Baca berita tanpa iklan. Gabung Kompas.com+
Kompas.com, 27 Februari 2024, 09:00 WIB
Faqihah Muharroroh Itsnaini,
Hilda B Alexander

Tim Redaksi

JAKARTA, KOMPAS.com - Lembaga kajian independen, World Resources Institute (WRI) Indonesia menyebutkan, sektor industri di Indonesia menjadi penyumbang besar emisi karbon, yakni 74,5 persen, dibandingkan sektor non industri.

Oleh karena itu, menurut Energy and Sustainable Business Engagement Specialist WRI Indonesia Nailah Shabirah, salah satu langkah utama menekan emisi karbon adalah dari sektor industri.

“Makanya penting untuk menekan emisi mulainya dari industri. Karena hasilnya itu akan kritikal, tidak cuma kontributor yang paling besar, tapi juga kalau industri ini memproduksi barang-barang yang juga low emissions, itu dampaknya akan besar juga untuk mengurangi emisi individual,” tutur Nailah.

Baca juga: Begini Cara Perhitungan Potensi Penyimpanan Karbon di Indonesia

Hal itu ia sampaikan dalam Media Coaching Workshop bertema “Optimalisasi Komitmen Reduksi Emisi Karbon di Indonesia: Tantangan dan Peluang”, yang digelar di Jakarta, Senin (26/2/2024).

Industri menjadi penting, mengingat Indonesia merupakan salah satu dari 195 negara yang tergabung dalam Paris Agreement.

Dengan komitmen Indonesia mencapai net zero emission (NZE) pada 2060, sekaligus berupaya membatasi kenaikan suhu global sampai pada angka minimum 1,5º Celcius, bersama beberapa negara lainnya.

Lantas, seberapa jauh perkembangan dan komitmen dekarbonisasi perusahaan-perusahaan atau industri yang ada di Indonesia?

Perkembangan dekarbonisasi industri di Indonesia

Menurut Sustainable Business and Net Zero Analyst WRI Indonesia Nada Zuhaira, terdapat studi mengenai sejauh mana komitmen dekarbonisasi sejumlah industri di Indonesia. Meski studi ini masih perlu review dan kajian lebih lanjut.

Baca juga: Reko WS Hadir di 40 Lokasi, Tekan 12.000 Ton Emisi Karbon Setahun

Dari hasil studi tersebut, WRI Indonesia dapat melihat dan membandingkan perusahaan dalam pengalaman dekarbonisasi mereka.

“Kalau di Indonesia, rata-rata masih di tahap baru mulai menghitung emisi karbon yang dikeluarkannya,” ujar Nada.

Menurut studi WRI Indonesia, terdapat setidaknya empat langkah atau tahapan suatu industri/perusahaan dalam melakukan dekarbonisasi.

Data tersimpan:

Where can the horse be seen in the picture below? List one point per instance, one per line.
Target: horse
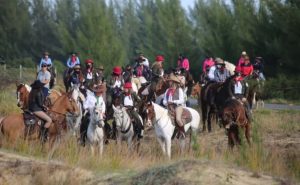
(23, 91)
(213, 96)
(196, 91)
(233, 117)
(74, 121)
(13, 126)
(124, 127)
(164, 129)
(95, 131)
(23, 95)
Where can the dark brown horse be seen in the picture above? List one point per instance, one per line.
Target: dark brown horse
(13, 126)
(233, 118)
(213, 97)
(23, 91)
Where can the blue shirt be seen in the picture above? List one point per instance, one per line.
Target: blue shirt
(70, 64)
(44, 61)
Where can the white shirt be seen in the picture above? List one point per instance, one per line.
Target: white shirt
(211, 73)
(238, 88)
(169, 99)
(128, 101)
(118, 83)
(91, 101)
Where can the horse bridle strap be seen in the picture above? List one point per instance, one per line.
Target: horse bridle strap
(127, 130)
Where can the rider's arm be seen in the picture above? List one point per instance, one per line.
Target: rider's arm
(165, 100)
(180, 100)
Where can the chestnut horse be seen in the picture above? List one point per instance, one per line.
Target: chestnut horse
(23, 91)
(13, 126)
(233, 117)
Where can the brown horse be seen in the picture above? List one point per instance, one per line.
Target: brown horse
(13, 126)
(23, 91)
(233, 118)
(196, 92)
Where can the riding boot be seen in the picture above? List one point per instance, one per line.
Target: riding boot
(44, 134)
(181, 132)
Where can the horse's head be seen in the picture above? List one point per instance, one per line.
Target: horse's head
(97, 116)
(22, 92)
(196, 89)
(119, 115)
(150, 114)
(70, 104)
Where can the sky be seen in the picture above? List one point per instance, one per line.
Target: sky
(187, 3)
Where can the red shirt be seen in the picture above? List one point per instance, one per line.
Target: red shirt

• **Tugas Wajib 1**: Menurut WRI Indonesia dalam kutipan sumber, berapa persen emisi karbon di Indonesia yang disumbang oleh sektor industri?
• **Tugas Wajib 2**:
Tentukan apakah setiap pernyataan berikut sesuai dengan kutipan sumber. Jawab ya atau tidak, lalu sertakan kata-kata penentu dari kutipan itu tanpa diubah.
(a) Indonesia berkomitmen mencapai net zero emission pada 2060.
(b) Media Coaching Workshop diselenggarakan di Bandung.
(c) Indonesia termasuk salah satu dari 195 negara yang tergabung dalam Paris Agreement.
• **Tugas Wajib 3**: Salin tanpa perubahan bagian kutipan sumber mulai dari "Baca juga: Reko" sampai dengan "dalam melakukan dekarbonisasi.".

• **Jawaban Benar 1**: Sektor industri menyumbang 74,5 persen emisi karbon.

• **Jawaban Benar 2**:
(a) Ya: "komitmen Indonesia mencapai net zero emission (NZE) pada 2060"
(b) Tidak: "yang digelar di Jakarta, Senin (26/2/2024)"
(c) Ya: "Indonesia merupakan salah satu dari 195 negara yang tergabung dalam Paris Agreement"

• **Jawaban Benar 3**:
Baca juga: Reko WS Hadir di 40 Lokasi, Tekan 12.000 Ton Emisi Karbon Setahun

Dari hasil studi tersebut, WRI Indonesia dapat melihat dan membandingkan perusahaan dalam pengalaman dekarbonisasi mereka.

“Kalau di Indonesia, rata-rata masih di tahap baru mulai menghitung emisi karbon yang dikeluarkannya,” ujar Nada.

Menurut studi WRI Indonesia, terdapat setidaknya empat langkah atau tahapan suatu industri/perusahaan dalam melakukan dekarbonisasi.